[Saved entries]
(begin)
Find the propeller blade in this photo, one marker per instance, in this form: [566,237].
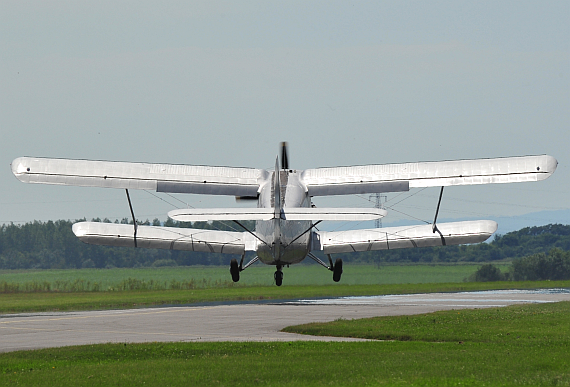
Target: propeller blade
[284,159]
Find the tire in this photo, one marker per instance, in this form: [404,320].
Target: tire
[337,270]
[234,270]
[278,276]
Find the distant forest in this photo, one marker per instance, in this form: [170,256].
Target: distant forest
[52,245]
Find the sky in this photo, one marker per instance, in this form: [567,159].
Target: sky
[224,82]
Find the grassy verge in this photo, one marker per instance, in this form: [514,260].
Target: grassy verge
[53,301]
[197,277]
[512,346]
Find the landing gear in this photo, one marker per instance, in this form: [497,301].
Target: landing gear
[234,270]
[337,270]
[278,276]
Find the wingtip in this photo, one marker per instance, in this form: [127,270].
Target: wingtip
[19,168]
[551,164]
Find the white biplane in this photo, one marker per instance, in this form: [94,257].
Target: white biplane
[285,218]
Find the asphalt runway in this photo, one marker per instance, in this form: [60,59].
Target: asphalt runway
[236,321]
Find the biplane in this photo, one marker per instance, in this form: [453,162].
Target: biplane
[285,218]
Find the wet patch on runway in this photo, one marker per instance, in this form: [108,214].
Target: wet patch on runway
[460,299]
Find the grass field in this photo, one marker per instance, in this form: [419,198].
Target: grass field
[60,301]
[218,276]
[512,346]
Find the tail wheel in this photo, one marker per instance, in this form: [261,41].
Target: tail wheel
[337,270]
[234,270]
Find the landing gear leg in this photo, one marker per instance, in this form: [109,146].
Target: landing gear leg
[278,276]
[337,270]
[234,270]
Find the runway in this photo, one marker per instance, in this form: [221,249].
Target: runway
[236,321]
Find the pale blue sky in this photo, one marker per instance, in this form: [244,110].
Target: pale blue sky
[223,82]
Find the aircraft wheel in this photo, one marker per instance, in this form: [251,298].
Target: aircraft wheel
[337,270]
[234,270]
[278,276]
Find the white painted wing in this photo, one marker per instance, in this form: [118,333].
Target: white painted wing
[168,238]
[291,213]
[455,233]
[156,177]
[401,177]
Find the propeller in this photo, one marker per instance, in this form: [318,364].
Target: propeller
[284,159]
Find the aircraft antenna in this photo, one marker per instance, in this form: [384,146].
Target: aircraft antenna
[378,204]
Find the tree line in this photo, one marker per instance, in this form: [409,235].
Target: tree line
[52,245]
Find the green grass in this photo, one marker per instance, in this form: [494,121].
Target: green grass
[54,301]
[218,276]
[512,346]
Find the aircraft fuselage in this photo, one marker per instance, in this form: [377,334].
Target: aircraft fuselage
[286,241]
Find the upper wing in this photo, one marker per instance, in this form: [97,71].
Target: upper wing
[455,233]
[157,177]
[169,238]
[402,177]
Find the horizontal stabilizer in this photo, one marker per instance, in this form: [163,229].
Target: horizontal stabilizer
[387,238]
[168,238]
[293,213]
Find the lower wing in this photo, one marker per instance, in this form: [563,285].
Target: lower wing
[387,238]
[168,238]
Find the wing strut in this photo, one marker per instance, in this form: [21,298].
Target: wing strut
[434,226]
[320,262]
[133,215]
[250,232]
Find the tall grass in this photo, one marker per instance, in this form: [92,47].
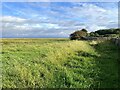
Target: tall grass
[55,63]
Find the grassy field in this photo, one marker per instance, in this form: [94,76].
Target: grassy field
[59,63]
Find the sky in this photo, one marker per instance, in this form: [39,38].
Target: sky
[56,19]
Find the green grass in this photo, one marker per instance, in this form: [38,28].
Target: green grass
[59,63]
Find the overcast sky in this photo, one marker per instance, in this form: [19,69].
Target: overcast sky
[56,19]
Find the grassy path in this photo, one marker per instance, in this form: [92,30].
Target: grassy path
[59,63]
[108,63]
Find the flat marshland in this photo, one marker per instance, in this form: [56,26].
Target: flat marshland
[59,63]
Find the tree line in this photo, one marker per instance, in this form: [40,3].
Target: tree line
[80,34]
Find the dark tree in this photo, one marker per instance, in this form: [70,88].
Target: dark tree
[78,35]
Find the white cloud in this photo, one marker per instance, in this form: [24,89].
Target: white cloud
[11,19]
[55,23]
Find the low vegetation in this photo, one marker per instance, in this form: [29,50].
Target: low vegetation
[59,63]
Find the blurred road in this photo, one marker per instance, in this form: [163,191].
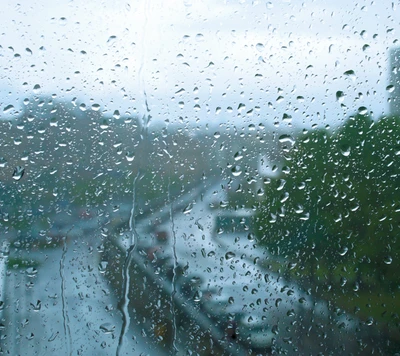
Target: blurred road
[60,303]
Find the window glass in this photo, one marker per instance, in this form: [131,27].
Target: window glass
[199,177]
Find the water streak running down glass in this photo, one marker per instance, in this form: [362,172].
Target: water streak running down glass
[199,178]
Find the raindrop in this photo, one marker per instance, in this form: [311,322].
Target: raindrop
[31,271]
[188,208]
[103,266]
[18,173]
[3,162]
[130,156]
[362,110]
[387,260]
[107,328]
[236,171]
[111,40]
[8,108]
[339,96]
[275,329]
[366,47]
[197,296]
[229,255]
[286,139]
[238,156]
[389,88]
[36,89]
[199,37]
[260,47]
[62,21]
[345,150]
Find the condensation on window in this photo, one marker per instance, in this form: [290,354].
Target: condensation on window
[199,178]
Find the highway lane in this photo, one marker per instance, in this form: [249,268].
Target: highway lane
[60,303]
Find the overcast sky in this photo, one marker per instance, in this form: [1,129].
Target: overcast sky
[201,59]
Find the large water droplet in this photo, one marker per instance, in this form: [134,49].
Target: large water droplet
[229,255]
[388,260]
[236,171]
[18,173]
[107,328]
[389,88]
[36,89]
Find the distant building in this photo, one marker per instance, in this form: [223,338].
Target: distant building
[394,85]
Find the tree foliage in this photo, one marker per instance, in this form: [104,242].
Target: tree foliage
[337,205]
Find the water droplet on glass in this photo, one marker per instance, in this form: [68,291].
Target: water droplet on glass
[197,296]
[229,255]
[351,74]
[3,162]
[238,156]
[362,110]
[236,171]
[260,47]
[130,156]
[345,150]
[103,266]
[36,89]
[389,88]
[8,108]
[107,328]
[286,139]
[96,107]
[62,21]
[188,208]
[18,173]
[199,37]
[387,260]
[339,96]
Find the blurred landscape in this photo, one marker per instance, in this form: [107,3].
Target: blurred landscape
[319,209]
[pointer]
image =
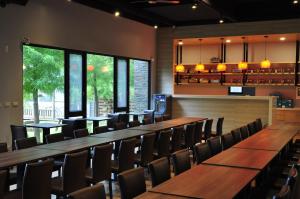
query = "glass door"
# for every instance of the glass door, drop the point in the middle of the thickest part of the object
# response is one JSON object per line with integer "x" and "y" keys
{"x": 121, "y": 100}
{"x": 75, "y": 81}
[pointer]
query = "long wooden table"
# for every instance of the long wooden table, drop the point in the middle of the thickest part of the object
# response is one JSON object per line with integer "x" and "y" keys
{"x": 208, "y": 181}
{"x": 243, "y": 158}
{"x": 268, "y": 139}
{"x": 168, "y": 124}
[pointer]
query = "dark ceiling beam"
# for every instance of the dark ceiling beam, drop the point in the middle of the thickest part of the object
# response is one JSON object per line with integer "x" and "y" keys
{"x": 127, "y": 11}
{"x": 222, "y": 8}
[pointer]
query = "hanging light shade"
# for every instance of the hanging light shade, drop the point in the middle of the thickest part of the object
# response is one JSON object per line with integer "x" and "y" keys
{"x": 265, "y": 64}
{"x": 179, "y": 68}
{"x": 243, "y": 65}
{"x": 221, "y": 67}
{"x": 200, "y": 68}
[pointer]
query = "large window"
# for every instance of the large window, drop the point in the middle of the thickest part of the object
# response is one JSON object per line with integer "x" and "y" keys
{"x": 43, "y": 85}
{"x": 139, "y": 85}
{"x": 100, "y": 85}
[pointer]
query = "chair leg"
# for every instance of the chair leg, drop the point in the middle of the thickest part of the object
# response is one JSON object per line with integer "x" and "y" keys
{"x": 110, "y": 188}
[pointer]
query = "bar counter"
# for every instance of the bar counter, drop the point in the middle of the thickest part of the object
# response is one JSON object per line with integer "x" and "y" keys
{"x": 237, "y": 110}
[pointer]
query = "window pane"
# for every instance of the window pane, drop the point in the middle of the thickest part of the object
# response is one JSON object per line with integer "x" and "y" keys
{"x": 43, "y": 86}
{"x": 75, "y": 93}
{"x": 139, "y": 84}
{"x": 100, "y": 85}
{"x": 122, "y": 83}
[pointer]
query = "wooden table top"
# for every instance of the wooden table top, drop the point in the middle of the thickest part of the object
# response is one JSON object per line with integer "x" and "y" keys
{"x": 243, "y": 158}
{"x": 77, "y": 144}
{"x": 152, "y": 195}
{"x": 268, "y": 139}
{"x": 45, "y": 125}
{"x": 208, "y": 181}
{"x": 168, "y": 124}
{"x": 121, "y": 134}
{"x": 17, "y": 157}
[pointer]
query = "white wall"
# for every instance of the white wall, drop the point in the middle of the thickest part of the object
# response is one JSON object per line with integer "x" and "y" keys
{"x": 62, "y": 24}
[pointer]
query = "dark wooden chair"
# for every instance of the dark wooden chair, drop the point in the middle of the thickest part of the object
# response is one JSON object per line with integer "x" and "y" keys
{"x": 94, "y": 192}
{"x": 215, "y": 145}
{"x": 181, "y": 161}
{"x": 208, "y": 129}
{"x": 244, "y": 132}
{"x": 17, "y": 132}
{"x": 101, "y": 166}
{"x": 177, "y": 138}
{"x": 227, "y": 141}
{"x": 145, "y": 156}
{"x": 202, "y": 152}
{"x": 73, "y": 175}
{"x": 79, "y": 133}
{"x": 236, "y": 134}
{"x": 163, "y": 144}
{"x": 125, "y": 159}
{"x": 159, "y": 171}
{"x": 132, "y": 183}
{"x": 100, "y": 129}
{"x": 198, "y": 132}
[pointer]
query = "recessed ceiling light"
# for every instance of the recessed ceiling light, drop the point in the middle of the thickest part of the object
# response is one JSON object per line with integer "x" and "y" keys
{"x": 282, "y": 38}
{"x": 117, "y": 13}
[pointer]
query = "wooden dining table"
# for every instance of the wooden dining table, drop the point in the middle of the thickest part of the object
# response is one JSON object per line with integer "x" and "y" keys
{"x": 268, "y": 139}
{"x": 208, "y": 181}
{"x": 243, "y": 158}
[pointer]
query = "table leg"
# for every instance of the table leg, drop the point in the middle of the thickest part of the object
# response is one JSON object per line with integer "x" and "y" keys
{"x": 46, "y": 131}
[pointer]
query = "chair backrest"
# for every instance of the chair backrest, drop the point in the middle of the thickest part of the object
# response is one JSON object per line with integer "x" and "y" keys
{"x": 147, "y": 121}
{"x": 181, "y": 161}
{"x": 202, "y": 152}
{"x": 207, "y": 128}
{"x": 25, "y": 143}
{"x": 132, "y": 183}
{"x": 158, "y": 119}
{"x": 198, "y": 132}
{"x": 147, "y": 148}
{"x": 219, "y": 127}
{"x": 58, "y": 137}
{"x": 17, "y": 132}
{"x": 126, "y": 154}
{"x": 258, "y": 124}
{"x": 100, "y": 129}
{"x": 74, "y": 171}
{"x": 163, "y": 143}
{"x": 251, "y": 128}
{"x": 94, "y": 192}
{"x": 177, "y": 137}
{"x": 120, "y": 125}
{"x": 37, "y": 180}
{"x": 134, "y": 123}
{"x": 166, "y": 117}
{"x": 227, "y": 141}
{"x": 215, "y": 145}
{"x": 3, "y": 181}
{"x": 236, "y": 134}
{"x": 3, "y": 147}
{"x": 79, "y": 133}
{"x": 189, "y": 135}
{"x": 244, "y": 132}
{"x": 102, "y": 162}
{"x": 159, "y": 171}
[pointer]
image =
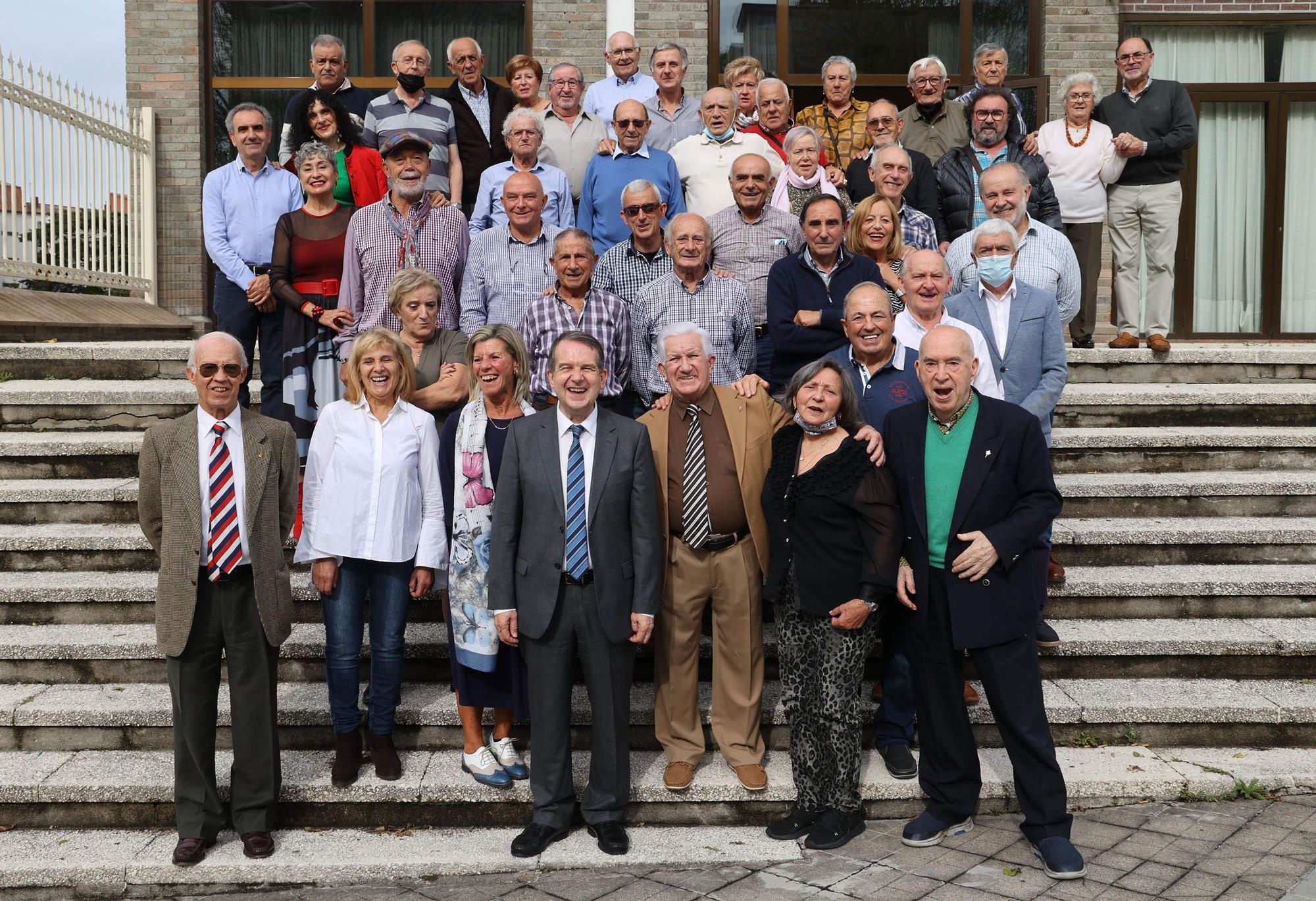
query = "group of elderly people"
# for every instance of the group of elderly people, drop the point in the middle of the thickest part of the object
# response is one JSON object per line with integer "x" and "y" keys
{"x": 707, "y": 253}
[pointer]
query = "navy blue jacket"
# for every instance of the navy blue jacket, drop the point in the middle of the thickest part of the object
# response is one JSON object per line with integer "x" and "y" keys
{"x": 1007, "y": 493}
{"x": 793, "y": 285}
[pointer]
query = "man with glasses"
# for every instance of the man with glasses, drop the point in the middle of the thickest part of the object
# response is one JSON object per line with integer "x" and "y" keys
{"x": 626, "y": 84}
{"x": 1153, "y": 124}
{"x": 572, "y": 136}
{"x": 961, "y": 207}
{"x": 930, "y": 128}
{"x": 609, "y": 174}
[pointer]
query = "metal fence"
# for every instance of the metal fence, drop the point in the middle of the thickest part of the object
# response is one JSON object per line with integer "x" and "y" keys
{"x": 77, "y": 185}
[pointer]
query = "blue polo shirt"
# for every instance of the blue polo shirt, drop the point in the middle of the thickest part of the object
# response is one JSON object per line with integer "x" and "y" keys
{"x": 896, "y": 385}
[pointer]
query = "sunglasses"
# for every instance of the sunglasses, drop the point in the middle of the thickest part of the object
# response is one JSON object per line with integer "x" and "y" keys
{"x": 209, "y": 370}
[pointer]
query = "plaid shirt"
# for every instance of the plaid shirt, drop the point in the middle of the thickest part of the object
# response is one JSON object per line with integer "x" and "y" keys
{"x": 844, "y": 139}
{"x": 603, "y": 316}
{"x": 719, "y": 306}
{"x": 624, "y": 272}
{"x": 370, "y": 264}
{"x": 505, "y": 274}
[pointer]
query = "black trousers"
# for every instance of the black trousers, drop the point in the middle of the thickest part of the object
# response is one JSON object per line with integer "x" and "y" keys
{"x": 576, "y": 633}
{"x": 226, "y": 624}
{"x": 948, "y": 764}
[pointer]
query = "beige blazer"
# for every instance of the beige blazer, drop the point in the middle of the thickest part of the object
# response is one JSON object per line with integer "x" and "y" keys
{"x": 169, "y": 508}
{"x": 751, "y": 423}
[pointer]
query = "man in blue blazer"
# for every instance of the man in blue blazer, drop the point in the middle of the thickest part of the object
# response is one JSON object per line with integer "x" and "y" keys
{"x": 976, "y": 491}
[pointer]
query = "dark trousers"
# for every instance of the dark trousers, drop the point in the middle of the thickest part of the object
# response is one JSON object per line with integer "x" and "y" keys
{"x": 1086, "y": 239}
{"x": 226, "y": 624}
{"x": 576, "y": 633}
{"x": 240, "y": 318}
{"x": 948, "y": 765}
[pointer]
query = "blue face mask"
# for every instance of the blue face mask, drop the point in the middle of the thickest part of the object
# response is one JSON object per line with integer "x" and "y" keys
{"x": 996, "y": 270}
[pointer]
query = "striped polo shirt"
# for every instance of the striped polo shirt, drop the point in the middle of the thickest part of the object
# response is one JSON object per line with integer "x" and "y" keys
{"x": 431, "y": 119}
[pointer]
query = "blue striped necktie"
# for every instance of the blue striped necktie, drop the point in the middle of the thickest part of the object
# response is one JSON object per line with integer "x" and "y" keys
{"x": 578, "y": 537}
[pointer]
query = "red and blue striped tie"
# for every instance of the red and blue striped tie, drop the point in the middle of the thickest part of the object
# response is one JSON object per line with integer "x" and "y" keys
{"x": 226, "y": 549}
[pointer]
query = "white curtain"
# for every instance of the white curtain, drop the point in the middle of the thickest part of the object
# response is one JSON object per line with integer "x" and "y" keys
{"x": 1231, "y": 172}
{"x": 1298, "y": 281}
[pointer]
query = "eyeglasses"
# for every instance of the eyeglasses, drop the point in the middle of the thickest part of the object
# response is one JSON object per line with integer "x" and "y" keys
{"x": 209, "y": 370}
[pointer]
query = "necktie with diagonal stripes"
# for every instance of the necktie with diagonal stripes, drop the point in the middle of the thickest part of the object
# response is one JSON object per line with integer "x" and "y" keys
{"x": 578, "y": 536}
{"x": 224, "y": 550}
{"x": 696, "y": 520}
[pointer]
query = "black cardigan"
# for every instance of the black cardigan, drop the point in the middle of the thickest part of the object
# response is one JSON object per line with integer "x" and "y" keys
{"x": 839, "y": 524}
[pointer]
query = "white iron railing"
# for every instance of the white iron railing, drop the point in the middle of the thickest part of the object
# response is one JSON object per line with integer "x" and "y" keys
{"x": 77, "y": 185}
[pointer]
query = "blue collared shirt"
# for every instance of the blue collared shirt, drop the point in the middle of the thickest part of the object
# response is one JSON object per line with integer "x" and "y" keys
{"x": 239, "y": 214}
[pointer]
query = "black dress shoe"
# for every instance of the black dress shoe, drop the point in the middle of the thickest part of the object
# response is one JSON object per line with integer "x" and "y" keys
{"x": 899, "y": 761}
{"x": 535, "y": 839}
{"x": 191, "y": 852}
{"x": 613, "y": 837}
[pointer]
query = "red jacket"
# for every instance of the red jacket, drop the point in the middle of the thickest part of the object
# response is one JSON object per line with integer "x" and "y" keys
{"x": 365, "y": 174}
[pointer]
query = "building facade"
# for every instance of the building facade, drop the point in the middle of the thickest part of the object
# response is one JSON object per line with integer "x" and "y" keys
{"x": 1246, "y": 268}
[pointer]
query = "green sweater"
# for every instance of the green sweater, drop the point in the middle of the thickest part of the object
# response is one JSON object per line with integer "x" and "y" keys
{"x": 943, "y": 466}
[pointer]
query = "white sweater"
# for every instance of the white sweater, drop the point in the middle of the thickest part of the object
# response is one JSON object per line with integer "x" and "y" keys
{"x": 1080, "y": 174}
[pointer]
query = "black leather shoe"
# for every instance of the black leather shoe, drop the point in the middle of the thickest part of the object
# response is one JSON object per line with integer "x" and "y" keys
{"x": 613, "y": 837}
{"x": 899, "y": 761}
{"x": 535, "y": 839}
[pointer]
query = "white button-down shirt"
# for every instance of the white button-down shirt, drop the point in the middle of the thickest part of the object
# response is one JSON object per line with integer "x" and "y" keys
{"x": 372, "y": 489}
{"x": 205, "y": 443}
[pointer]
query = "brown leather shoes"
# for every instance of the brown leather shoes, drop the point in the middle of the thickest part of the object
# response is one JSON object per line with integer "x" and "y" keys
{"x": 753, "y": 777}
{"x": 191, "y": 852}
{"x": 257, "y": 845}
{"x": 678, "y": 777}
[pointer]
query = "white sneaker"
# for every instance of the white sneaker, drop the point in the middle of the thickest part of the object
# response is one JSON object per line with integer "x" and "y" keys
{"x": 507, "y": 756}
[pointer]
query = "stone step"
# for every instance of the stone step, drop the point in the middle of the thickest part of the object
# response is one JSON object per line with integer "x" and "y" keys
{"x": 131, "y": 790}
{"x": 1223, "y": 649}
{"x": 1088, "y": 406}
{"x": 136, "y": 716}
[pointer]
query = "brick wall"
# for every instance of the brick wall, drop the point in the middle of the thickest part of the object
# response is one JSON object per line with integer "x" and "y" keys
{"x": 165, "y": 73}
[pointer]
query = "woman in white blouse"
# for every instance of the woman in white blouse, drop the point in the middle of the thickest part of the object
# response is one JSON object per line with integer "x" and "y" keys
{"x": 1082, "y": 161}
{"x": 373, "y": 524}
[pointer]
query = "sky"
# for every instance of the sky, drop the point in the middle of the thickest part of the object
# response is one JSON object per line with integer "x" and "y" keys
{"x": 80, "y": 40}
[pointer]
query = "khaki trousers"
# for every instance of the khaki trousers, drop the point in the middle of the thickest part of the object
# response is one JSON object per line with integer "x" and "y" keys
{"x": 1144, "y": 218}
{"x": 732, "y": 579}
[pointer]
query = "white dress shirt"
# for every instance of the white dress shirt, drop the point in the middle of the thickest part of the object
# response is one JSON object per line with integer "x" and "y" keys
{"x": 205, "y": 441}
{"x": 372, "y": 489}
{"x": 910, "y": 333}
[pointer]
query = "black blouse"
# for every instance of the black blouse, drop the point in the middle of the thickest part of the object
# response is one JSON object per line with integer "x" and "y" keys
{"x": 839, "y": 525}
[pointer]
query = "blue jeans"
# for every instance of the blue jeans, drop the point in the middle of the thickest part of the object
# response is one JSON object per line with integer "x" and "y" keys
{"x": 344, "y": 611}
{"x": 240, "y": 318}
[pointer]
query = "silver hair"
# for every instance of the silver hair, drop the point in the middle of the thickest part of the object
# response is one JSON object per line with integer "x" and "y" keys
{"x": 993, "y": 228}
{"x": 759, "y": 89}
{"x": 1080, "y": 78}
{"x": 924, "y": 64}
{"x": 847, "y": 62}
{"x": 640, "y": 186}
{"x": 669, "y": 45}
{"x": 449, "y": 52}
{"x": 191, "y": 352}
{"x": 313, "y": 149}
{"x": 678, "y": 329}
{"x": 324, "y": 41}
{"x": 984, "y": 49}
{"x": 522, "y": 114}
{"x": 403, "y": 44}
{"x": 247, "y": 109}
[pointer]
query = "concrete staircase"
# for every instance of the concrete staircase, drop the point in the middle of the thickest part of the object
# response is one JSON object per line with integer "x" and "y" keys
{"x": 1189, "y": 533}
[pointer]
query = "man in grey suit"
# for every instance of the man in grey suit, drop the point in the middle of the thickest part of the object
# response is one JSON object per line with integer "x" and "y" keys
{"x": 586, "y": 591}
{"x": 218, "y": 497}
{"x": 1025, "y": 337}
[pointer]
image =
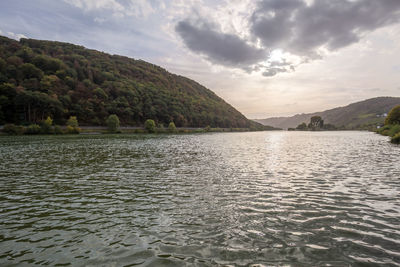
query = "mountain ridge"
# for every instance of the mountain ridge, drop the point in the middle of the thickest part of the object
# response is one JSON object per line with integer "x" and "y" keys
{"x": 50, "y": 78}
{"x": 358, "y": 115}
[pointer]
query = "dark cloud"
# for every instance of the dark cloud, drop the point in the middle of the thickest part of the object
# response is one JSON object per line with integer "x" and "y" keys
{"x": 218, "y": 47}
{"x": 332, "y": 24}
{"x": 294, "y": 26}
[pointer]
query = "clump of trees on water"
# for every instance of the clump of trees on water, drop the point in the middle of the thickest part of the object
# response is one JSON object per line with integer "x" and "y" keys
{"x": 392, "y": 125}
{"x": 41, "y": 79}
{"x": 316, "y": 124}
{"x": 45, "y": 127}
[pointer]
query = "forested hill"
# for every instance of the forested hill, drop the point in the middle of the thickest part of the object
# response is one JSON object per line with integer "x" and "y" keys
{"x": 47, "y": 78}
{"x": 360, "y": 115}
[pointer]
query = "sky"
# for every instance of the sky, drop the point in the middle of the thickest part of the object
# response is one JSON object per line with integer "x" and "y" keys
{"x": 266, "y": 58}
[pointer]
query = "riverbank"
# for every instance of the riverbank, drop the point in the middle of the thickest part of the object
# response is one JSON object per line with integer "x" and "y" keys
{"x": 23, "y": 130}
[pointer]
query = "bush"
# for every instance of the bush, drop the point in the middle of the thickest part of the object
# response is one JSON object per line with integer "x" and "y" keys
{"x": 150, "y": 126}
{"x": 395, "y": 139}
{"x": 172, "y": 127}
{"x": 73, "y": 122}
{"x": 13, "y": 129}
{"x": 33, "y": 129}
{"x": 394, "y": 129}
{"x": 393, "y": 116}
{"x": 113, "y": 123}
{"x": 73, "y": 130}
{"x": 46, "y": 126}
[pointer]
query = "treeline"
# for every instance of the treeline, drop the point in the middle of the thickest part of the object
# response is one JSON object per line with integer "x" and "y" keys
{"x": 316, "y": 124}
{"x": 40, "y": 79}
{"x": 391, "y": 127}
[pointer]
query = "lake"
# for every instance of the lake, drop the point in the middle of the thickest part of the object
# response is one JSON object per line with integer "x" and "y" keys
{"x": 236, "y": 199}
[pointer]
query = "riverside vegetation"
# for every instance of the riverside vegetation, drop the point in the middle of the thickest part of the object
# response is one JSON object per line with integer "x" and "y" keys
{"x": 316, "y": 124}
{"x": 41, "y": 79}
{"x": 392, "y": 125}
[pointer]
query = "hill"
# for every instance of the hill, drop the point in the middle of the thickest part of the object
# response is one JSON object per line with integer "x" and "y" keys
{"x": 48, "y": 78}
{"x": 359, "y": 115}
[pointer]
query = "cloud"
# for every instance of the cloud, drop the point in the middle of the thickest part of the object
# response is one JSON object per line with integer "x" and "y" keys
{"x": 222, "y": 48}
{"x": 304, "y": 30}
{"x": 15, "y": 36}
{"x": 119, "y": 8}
(end)
### EXERCISE DIRECTIONS
Return every line of the rows above that contains the word "elderly", matching case exactly.

### FULL OUTPUT
query = "group of elderly people"
# for every instance of the group of elderly people, drop the point in the middle of the thickest part of the object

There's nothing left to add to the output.